**TASK TO CARRY OUT**
A faithful transcription of all the records is required.

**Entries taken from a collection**
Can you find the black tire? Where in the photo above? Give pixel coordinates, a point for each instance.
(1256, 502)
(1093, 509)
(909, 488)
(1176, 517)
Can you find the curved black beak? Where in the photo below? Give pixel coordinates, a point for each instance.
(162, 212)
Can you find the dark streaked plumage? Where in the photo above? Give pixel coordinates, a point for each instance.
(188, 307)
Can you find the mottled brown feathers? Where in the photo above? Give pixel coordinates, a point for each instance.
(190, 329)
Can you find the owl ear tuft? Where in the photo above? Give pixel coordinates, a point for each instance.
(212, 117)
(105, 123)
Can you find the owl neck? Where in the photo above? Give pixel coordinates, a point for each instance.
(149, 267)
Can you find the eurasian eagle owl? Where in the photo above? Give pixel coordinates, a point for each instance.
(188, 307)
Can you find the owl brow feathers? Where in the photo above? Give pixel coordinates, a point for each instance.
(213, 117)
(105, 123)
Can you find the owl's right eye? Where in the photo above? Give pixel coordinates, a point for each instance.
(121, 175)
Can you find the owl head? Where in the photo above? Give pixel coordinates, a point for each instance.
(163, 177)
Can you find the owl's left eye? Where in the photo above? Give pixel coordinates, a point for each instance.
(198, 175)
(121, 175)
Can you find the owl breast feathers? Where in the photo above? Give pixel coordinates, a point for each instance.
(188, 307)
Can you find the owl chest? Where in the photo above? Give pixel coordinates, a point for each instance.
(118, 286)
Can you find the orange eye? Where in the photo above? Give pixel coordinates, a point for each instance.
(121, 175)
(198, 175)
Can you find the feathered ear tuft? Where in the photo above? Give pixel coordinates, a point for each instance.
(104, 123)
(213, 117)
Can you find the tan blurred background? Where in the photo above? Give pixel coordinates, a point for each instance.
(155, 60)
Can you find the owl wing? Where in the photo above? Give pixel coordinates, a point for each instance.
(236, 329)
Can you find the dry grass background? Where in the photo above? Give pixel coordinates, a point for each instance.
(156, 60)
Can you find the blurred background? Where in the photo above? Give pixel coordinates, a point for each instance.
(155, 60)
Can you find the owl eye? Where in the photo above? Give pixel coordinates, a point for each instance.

**SOLUTION FOR THIS TASK**
Can you find the black tire? Where in the photo above? Give pixel coordinates, a point for each instance.
(1256, 502)
(1093, 509)
(909, 488)
(1176, 517)
Can you find the curved black beak? Where in the photo below? Give pixel coordinates, a point for each instance.
(162, 212)
Can you find the dark streaked plumage? Where in the photo above? Give pixel coordinates, a point for each instance.
(188, 307)
Can you find the mottled brown feathers? Where in the photo above? Give pixel coordinates, a point for each instance.
(190, 329)
Can you find the owl ear tuft? Where in the photo above? Give pixel coordinates, a point for each instance.
(212, 117)
(105, 123)
Can you find the owl neck? Where in the photo above? Give pixel coordinates, a point for each instance.
(149, 267)
Can you find the eurasian eagle owl? Where in the photo above? Give pixel coordinates, a point for each instance.
(188, 307)
Can you find the owl brow feathers? Where in the photo above? Give pixel coordinates, a point for each instance.
(213, 117)
(105, 123)
Can you find the owl's right eye? Where in the photo above? Give pixel coordinates, a point for each instance.
(121, 175)
Can you find the owl head? Where in the photo above? Give pixel coordinates, a point for each instance.
(163, 177)
Can you find the owl's left eye? Where in the photo above? Give pixel coordinates, a point for each instance.
(198, 175)
(121, 175)
Can you find the owl breast feathers? Where in the photo above? Give pixel coordinates, a point for each instance.
(188, 307)
Can you find the owl chest? Where in the photo above? Give pixel coordinates, a point for each instance.
(118, 286)
Can you find the orange eye? Where in the photo above? Give pixel coordinates, a point for each instance.
(121, 175)
(198, 175)
Can you find the feathered ear tuft? Where in the photo above? Give pixel coordinates, a point for each instance.
(104, 123)
(213, 117)
Can you find the tan blurred background? Where in the photo above? Give pixel coordinates, a point for each instance.
(155, 60)
Can you find the owl wing? Where in the photo above? Give pixel coordinates, a point for each instance.
(236, 329)
Can you find the dry grass background? Where in the photo above? Give pixel coordinates, a point for each instance.
(156, 60)
Can you find the blurred background? Where in the photo above? Give pixel coordinates, a point for each instance.
(155, 60)
Can you find the owl eye? Where in the photo above? Give pixel coordinates, a point for each instance.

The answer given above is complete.